Problem to work on: The text below covers the founders of Kingston Technology. Name every type of memory product it mentions.

Extracted text:

##############################

John Tu and David Sun are the co-founders of Kingston Technology Company, Inc. The company is based in Fountain Valley, California, but does business globally. Together, they created a business which is best known as the largest maker of computer memory products in the world. Anyone who uses USB drives, flash cards, SSDs or DRAM modules may be using one of these Kingston Technology memory storage devices commonly found in MP3 players, cellphones and cameras. Tu and Sun’s company is privately held with annual sales over $4 billion.
Tu and Sun met each in other in Southern California, and that is where their business partnership began and flourished. Their journeys to the United States came at different times and for different reasons, however.
John Tu Before David Sun
John Tu, the elder of the business partners, was born in Chonqing, China in 1941. Though he was born Chinese, his family moved away from China and Mao Tse-Tung’s communist regime in 1949. His family actually fled from China’s civil war, and he grew up in Taiwan.
In an extensive interview with Rosie Murray-West, writing for U.K. based The Telegraph, Tu describes himself as a struggling student. He said that he wasn’t happy with his teachers, the school systems or hi poor performance as a student within the rigid educational structure. When it was time for Tu to attend university, he went to Germany. There, he studied at the Technishce Hochschule Darmstadt, earning his degree in electrical engineering in 1970. John Tu emigrated from Germany to the United States in 1972
David Sun Before John Tu
David Sun, the younger of the business duo, was born in Taiwan in October of 1951. He was educated at Tatung University. He moved to the United States in 1977. He settled in Southern California, and raised his family. Some of the character and values that make him the businessman he is, have been revealed through his son, Donald.

##############################

Dataset records:
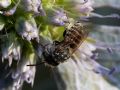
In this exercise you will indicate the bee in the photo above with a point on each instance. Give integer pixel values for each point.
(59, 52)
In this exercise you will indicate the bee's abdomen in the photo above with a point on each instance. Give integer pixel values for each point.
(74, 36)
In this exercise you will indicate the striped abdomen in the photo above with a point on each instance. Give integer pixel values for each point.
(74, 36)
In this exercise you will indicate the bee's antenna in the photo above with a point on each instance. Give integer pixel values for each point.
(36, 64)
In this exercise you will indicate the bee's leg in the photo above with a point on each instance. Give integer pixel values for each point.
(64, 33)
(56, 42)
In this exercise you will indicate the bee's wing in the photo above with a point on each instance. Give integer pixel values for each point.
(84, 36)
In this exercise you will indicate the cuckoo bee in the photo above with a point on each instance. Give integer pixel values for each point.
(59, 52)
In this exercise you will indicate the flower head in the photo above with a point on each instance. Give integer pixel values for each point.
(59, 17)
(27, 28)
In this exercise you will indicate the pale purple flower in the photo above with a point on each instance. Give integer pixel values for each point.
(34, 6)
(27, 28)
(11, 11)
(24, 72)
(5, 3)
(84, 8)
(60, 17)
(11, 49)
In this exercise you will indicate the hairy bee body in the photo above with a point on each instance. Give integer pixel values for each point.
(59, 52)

##############################

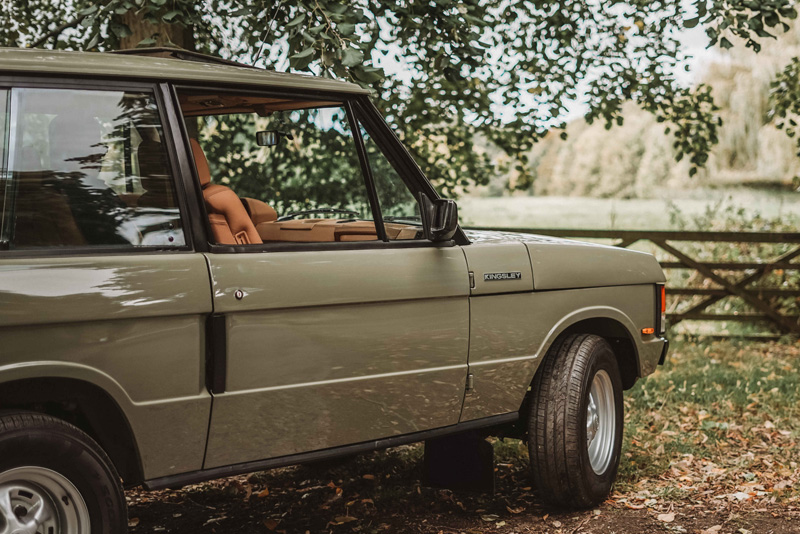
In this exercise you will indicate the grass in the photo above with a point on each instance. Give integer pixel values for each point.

##############################

The completed task: USB drives, flash cards, SSDs, and DRAM modules.